**Text provided:**

==========

/ 11 May 2009

Numsa warns members against Cope

National Union of Metalworkers of South Africa (Numsa) leaders launched a scathing attack against the Congress of the People (Cope) on Monday, saying its founders had inferiority complexes and were ”honorary whites”.

Numsa general secretary Irvin Jim warned members against ”selling out” to Cope, a new opposition party that broke away from the African National Congress (ANC) and its alliance partners.

”The elections process exposed the fact that Mosiuoa Lekota, [Mbhazima] Shilowa and their friends, although they had been members of the ANC, they had a serious problem of inferiority complex and that they never understood the meaning of the national democratic revolution.

”Their noise about the ‘rule of law’ qualifies them to be ‘honorary whites’ as it is mainly white people who own the real means of production in this country and control the economy,” said Jim.

Both Shilowa and another Cope member, Willie Madisha, are former union leaders. Madisha has since started a new unionist movement.

==========

**Data:**
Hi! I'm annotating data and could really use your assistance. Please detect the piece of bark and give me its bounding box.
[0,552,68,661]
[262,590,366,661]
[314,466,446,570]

==========

**What is being asked:**
List every person named in the news item on Numsa and Cope. The material has no connection to the news item on Numsa and Cope.

**Written solution:**
Irvin Jim, Mosiuoa Lekota, Mbhazima Shilowa, Willie Madisha